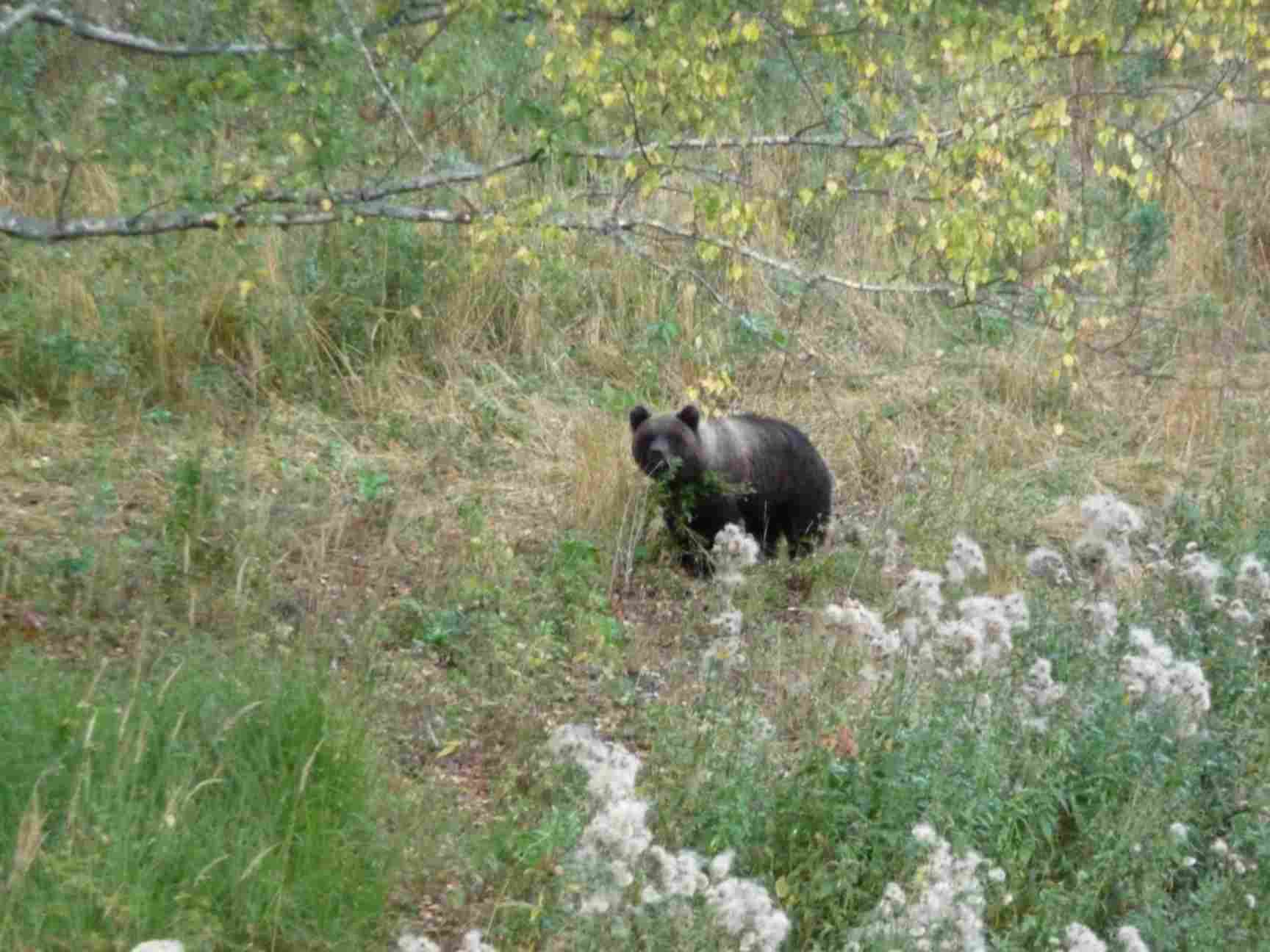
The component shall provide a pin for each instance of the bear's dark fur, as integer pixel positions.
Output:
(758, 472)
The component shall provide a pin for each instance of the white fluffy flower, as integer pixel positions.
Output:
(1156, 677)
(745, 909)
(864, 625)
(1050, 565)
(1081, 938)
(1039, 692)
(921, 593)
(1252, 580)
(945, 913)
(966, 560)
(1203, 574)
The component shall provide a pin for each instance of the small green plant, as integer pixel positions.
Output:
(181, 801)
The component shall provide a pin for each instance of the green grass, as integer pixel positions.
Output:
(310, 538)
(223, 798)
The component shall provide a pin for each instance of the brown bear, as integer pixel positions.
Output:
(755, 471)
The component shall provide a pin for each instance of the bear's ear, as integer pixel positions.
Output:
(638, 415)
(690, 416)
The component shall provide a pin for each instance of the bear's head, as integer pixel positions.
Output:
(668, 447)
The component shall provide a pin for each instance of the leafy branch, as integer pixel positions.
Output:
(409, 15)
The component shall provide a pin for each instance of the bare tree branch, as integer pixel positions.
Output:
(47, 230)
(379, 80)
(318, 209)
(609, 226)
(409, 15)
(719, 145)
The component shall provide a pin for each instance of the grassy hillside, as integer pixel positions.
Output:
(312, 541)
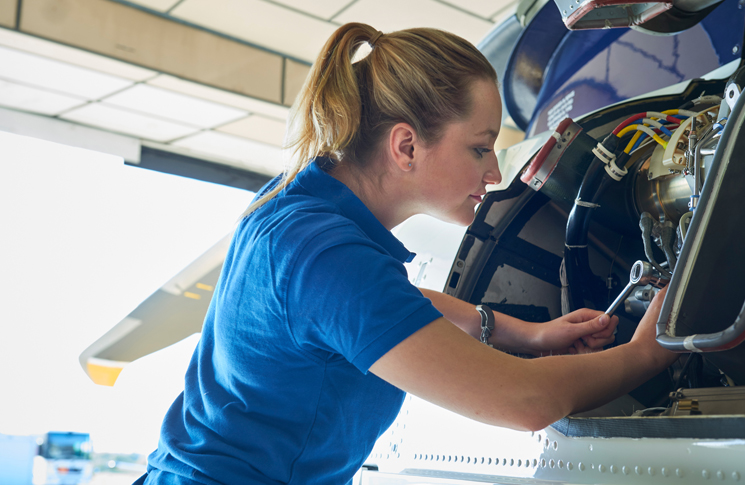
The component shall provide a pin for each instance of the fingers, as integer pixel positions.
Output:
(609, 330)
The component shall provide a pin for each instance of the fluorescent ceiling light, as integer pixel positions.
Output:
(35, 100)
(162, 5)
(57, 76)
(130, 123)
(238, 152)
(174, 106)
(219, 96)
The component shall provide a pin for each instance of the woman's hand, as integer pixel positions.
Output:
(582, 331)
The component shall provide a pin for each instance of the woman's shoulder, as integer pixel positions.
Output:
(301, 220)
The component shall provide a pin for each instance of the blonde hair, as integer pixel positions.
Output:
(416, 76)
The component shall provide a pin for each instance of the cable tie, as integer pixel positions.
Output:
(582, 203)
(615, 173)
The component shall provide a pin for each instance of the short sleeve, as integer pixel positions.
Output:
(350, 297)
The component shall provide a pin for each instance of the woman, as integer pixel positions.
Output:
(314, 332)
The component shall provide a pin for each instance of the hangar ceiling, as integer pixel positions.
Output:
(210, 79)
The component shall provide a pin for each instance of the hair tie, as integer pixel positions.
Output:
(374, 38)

•••••

(Task description): A faithful, picture-free copy of the material is what this task asks for.

(Result of this exercise):
The component shall provide a pin for each instance of the bear's dark fur, as integer pixel positions.
Output:
(758, 472)
The component shall provide a pin for each instance of the white fluffy flower, as integer pixel positions.
Output:
(1156, 677)
(745, 909)
(864, 625)
(1050, 565)
(1081, 938)
(1039, 692)
(921, 593)
(1252, 580)
(945, 913)
(966, 560)
(1203, 574)
The component shall provide a pin for each instance of the small green plant, as integer pixel positions.
Output:
(181, 801)
The component shall provide a pin for each instance of the green grass, as integer pixel positions.
Output:
(310, 538)
(223, 798)
The component shall provide a pin for each instance of the brown bear, as integer pixel positions.
Output:
(755, 471)
The component shall provide a pin for each instance of the bear's ear, as integer pixel positions.
Output:
(638, 415)
(690, 416)
The component shall provide a pin for each instance of the bear's head, as integer pixel positions.
Output:
(668, 447)
The component shall provide a pin for each instance of the leafy branch, as integer pixel positions.
Output:
(409, 15)
The component shall provide a pin for each instance of the bare tree branch, as integer pixel positions.
Output:
(47, 230)
(379, 80)
(318, 209)
(609, 226)
(409, 15)
(719, 145)
The component shall provide a pin for each instance of the grassy hillside, as integer pixel positions.
Output:
(312, 541)
The component shall provide a pin for each instance of the fingers, as integer pixel positions.
Output:
(609, 330)
The component shall provide a pin for each instance of the fluorescent ceiling light, as integer pixel positions.
Output:
(35, 100)
(162, 5)
(57, 76)
(130, 123)
(238, 152)
(174, 106)
(219, 96)
The component shall provide a pin for each instance of the woman's hand, as integer pixel positions.
Output:
(582, 331)
The component shall provide a pin for each instance of the woman's shoulder, as integer pixel positions.
Output:
(301, 220)
The component shall provide a pin for each instance of the blonde hair, as integer pixel positions.
Output:
(416, 76)
The component shall provide a pin for each instance of the cable tie, as integer pixel positions.
Output:
(582, 203)
(615, 173)
The component shall provide a pin for each instance of the short sleeve, as integer pixel positions.
Output:
(350, 297)
The component shall provide a pin for each instance of the woman, as integer pixel positions.
Output:
(314, 332)
The component shall provide a pin for each instance of the hangar ceiling, as integer pixel positions.
Output:
(210, 79)
The component shall provide a pin for each instance of the hair tie, as integer pixel positions.
Output:
(374, 38)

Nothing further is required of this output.